[PROMPT] Pull out every line of the data below that contains the word "side". Case counts.

[DATASET]
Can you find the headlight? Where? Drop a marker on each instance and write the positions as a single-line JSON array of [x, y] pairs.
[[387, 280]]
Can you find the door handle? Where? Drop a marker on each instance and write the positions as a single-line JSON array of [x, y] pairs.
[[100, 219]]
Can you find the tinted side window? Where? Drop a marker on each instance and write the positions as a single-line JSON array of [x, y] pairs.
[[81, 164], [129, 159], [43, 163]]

==

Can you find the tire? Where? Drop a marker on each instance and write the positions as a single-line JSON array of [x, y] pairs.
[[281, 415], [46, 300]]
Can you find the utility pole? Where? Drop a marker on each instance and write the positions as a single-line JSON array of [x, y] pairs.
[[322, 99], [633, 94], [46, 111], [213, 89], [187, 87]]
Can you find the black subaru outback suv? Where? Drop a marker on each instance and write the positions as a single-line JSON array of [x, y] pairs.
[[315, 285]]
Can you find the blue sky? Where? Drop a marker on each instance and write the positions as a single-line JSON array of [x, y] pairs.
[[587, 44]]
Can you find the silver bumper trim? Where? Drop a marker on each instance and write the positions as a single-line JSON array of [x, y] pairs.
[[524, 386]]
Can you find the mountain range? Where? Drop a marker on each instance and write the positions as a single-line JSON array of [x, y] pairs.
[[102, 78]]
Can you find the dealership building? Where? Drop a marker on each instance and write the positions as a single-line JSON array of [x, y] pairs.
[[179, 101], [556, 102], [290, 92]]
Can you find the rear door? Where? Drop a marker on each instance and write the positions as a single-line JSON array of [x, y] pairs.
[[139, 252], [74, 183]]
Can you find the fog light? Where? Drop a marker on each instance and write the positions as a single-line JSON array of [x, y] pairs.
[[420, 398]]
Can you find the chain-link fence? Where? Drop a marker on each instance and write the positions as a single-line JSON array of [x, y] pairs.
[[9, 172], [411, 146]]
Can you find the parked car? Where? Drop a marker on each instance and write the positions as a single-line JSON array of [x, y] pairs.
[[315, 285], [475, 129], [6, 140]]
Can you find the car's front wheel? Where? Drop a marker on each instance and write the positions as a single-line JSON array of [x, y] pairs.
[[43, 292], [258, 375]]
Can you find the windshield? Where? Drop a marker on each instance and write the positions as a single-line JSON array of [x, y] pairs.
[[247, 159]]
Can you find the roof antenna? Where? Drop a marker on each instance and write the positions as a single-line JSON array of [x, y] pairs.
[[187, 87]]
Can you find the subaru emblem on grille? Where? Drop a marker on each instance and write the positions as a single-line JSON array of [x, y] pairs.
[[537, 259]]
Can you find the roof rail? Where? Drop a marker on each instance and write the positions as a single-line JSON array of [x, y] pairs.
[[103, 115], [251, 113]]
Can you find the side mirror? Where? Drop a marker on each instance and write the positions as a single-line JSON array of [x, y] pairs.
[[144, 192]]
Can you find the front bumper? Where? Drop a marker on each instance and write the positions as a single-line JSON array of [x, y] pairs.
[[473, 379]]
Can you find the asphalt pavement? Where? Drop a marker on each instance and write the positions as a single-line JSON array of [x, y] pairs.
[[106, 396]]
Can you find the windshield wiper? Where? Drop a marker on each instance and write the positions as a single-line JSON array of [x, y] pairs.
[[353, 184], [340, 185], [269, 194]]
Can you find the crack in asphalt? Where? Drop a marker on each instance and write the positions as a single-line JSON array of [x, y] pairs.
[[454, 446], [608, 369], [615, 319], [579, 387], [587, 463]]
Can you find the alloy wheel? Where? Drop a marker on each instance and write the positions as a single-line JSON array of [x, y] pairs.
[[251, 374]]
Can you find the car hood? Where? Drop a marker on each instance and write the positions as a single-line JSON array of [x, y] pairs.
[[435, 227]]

--

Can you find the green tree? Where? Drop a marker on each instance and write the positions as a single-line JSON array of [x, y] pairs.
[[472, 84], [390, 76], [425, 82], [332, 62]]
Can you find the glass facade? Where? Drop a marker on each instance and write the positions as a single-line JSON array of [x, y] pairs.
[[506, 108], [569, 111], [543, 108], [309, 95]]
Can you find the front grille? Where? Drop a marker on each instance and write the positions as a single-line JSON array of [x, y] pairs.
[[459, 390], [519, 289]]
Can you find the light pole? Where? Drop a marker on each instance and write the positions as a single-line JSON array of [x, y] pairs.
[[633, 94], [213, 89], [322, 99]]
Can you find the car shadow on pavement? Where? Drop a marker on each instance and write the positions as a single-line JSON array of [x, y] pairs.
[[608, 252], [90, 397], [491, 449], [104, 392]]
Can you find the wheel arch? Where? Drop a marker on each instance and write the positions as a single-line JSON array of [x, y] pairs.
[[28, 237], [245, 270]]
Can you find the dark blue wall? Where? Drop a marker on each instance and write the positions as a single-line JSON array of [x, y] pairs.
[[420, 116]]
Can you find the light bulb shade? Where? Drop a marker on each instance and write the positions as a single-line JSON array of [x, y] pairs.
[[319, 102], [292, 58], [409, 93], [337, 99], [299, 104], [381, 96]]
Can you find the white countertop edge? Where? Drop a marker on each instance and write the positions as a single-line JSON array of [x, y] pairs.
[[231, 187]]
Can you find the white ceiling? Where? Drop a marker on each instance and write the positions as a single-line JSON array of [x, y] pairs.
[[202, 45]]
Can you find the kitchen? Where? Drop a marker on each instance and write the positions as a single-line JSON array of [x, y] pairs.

[CORRECT ANSWER]
Can you find the tinted side window? Where? Drop a marker on each instance and write the positions as a single-line JSON array of [x, y] pairs.
Can you find the side mirror? Where? Drop a marker on each instance and write the positions as a single-line JSON array of [x, y] pairs.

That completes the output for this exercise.